→ **TEXTE PROPOSÉ**
Il vous reste quatre semaines. Quatre semaines avant l’Euro 2016. Quatre semaines avant l’overdose footballistique où vous regarderez, parlerez, mangerez, subirez et peut-être même rêverez “Diables Rouges”. Mais ne croyez surtout pas que ces quatre semaines sans Diables sur le gazon français seront angéliques pour autant. A vrai dire, l’offensive a déjà commencé et elle se déguste aujourd’hui en mode publicitaire. Au fur et à mesure que l’événement approche, la pression médiatique augmente et les marques entrent de plus en plus dans la danse de l’Euro. A commencer par les sponsors officiels de l’Union belge de football qui sont au taquet et placent déjà leurs pions sur le grand échiquier du marketing sportif.

Le 17 février dernier, Jupiler a lancé les festivités en habillant l’Atomium d’un rouge lumineux avec le mot-clé #ALLINRED pour marquer son soutien massif aux Diables Rouges. Ce slogan “Tous en rouge ” – volontairement affiché dans un anglais fédérateur – est en effet le nom de sa nouvelle campagne promotionnelle pour laquelle la marque de bière a sorti la grosse artillerie.

→ **OBJECTIF DE L'EXERCICE**
Dans le texte sur l'Euro 2016, relevez tous les verbes conjugués au futur dans la phrase qui commence par « Quatre semaines avant l'overdose footballistique ». La liste qui suit constitue un matériau indépendant du texte.

→ **DONNÉES FOURNIES**

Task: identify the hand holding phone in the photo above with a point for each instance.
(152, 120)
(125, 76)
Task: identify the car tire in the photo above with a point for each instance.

→ **SOLUTION DE L'EXERCICE**
regarderez, parlerez, mangerez, subirez, rêverez